Input records »
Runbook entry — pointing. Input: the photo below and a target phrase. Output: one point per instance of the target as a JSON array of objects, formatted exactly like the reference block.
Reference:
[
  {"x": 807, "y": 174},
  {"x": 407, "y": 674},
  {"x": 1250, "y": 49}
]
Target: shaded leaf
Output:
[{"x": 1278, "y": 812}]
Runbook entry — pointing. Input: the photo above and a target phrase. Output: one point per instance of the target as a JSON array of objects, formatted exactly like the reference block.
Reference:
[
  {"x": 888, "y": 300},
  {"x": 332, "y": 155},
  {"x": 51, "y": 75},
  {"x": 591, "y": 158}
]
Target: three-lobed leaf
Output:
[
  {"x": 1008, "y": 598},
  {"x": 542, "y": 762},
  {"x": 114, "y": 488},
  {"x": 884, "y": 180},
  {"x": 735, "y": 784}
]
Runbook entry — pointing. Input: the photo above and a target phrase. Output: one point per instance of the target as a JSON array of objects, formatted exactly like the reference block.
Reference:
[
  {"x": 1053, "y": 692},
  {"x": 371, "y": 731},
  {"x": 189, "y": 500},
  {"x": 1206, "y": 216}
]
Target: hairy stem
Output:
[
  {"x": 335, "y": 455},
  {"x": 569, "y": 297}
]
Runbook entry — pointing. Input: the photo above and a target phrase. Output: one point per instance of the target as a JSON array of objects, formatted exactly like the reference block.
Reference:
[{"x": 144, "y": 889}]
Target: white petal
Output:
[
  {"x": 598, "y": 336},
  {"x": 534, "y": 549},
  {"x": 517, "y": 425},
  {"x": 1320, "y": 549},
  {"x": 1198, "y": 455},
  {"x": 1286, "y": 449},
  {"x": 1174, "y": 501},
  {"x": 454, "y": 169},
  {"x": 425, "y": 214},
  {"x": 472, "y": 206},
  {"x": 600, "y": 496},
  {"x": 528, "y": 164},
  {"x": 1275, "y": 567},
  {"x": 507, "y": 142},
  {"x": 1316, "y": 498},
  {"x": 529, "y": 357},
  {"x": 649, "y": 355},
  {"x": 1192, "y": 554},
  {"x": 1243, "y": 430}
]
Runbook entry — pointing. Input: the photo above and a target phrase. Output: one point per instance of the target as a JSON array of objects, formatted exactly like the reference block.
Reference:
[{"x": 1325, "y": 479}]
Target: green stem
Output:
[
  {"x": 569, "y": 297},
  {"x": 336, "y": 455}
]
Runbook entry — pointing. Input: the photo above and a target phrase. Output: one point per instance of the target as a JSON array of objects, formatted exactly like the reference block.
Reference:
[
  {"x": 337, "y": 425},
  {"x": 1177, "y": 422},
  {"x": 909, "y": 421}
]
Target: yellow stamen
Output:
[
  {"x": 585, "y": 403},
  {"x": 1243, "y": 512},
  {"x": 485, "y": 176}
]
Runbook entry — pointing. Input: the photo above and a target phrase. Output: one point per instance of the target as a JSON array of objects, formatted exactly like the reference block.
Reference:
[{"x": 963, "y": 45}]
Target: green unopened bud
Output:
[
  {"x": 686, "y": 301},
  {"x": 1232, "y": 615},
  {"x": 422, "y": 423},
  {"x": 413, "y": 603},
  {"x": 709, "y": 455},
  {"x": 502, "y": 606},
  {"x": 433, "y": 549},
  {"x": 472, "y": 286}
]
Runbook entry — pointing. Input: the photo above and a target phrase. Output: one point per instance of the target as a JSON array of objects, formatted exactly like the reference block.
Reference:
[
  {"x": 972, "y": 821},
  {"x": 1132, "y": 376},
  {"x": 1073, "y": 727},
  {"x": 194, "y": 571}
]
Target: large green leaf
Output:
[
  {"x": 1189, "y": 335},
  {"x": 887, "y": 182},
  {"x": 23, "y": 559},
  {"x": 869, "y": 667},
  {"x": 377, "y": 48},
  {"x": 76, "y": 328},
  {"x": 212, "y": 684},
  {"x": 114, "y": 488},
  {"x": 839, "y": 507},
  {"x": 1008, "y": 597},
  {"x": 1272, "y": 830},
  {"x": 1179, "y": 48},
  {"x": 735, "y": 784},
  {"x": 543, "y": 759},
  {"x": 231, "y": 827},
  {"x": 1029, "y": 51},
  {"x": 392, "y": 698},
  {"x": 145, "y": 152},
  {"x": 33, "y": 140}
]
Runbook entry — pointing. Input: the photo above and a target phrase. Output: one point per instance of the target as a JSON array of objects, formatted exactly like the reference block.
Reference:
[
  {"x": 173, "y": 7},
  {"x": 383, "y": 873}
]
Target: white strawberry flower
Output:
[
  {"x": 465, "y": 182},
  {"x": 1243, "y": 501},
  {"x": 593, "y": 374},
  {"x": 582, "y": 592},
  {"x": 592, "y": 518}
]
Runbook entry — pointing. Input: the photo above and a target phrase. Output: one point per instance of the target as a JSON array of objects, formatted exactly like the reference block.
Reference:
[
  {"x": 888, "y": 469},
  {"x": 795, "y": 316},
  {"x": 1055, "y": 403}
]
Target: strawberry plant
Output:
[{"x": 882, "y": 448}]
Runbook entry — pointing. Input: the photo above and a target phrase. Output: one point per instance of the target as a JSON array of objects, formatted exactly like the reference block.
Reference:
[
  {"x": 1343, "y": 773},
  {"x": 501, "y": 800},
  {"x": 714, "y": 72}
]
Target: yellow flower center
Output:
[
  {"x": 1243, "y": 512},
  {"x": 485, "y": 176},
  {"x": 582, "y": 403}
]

Exercise aim »
Take the material above and return all of it exactly.

Solution »
Runbook entry — pointing. Input: the photo below and a target phrase. Output: one point per instance of the target as a JSON array of objects, formatted exactly like the reference block.
Reference:
[
  {"x": 807, "y": 174},
  {"x": 407, "y": 674},
  {"x": 1250, "y": 49}
]
Target: shaded leaf
Output:
[{"x": 1278, "y": 812}]
Runbook entry — pointing. Input: the photo above and a target phrase. Output: one point per instance of the target as a JSON array of objects, formatted exactly like the reference block.
Reference:
[
  {"x": 888, "y": 300},
  {"x": 332, "y": 155},
  {"x": 51, "y": 75},
  {"x": 591, "y": 158}
]
Target: three-lobed leaf
Output:
[
  {"x": 1008, "y": 598},
  {"x": 542, "y": 762},
  {"x": 114, "y": 488},
  {"x": 884, "y": 180},
  {"x": 735, "y": 784}
]
Runbook entry — pointing. Input: the photo above and a target phrase. Output: one point per instance of the target as a JSON array of objects, formatted exactly like the reference block.
Reference:
[
  {"x": 1053, "y": 692},
  {"x": 371, "y": 731},
  {"x": 189, "y": 500},
  {"x": 1206, "y": 216}
]
Target: hairy stem
Output:
[
  {"x": 335, "y": 455},
  {"x": 569, "y": 297}
]
Runbook entry — pointing. Input: the photo above and a target phrase. Output: one point per instance of the target as a JSON array of objects, formatted exactly like the reference block.
Reference:
[{"x": 144, "y": 889}]
Target: white petal
Output:
[
  {"x": 598, "y": 336},
  {"x": 534, "y": 549},
  {"x": 517, "y": 425},
  {"x": 1320, "y": 549},
  {"x": 1198, "y": 455},
  {"x": 1286, "y": 449},
  {"x": 1174, "y": 501},
  {"x": 454, "y": 169},
  {"x": 425, "y": 214},
  {"x": 472, "y": 206},
  {"x": 600, "y": 496},
  {"x": 528, "y": 164},
  {"x": 1275, "y": 567},
  {"x": 507, "y": 142},
  {"x": 1316, "y": 498},
  {"x": 529, "y": 357},
  {"x": 649, "y": 355},
  {"x": 1192, "y": 554},
  {"x": 1243, "y": 430}
]
Runbook entry — pointing. Input: the photo above and a target phrase. Output: one point per instance of the target as a JSON array of objects, formatted exactly like the reference block.
Reference:
[{"x": 1325, "y": 479}]
Target: green stem
Output:
[
  {"x": 569, "y": 297},
  {"x": 336, "y": 455}
]
Runbook entry — pointing. Input: the photo above and a target phrase. Output: one point per instance of the target as a JSON array of objects, formatted exactly like the reference block.
Reference:
[
  {"x": 337, "y": 425},
  {"x": 1177, "y": 422},
  {"x": 909, "y": 421}
]
Target: yellow stamen
Output:
[
  {"x": 585, "y": 403},
  {"x": 1243, "y": 512},
  {"x": 485, "y": 176}
]
Runbook entry — pointing. Input: the photo above and a target phrase. Output: one point per instance of the target as a JSON array of objects, formatted exactly like the reference block.
Reference:
[{"x": 963, "y": 45}]
Target: green unopened bud
Output:
[
  {"x": 686, "y": 301},
  {"x": 1232, "y": 615},
  {"x": 422, "y": 423},
  {"x": 413, "y": 603},
  {"x": 709, "y": 455},
  {"x": 502, "y": 606},
  {"x": 433, "y": 549},
  {"x": 472, "y": 286}
]
Runbook entry — pointing. Input: the photo above and a target phrase. Output: one point per instance of the target as a JSON array of objects, formatted exactly like the reference block.
Reference:
[
  {"x": 972, "y": 821},
  {"x": 1132, "y": 376},
  {"x": 1073, "y": 727},
  {"x": 194, "y": 571}
]
Target: large green leaf
Output:
[
  {"x": 1189, "y": 335},
  {"x": 887, "y": 182},
  {"x": 23, "y": 559},
  {"x": 869, "y": 667},
  {"x": 377, "y": 48},
  {"x": 76, "y": 328},
  {"x": 212, "y": 684},
  {"x": 114, "y": 488},
  {"x": 839, "y": 507},
  {"x": 1008, "y": 597},
  {"x": 1272, "y": 830},
  {"x": 1179, "y": 48},
  {"x": 735, "y": 784},
  {"x": 543, "y": 759},
  {"x": 231, "y": 827},
  {"x": 1029, "y": 51},
  {"x": 392, "y": 698},
  {"x": 145, "y": 152},
  {"x": 33, "y": 140}
]
Runbook entry — pointing. Input: the photo above and a target phrase. Output: one point per instance of the target as a JSON array of objects, formatted exactly like the reference block.
Reference:
[
  {"x": 173, "y": 7},
  {"x": 383, "y": 873}
]
Target: white strawberry flower
Output:
[
  {"x": 465, "y": 182},
  {"x": 1243, "y": 501},
  {"x": 593, "y": 374},
  {"x": 582, "y": 592},
  {"x": 592, "y": 518}
]
Runbook entry — pointing. Input: the photo above and a target phrase. Output: one point per instance of the target as a JSON array of objects, formatted exactly like the reference block.
Reference:
[
  {"x": 888, "y": 469},
  {"x": 795, "y": 316},
  {"x": 1055, "y": 403}
]
Target: strawberry plant
Output:
[{"x": 882, "y": 448}]
Runbook entry — pointing. Input: the photo above and a target phrase. Output: one point per instance of the target as a JSON array of objects, formatted exactly like the reference block.
Reference:
[
  {"x": 1343, "y": 773},
  {"x": 501, "y": 800},
  {"x": 714, "y": 72}
]
Target: yellow flower center
Output:
[
  {"x": 1243, "y": 512},
  {"x": 485, "y": 176},
  {"x": 582, "y": 403}
]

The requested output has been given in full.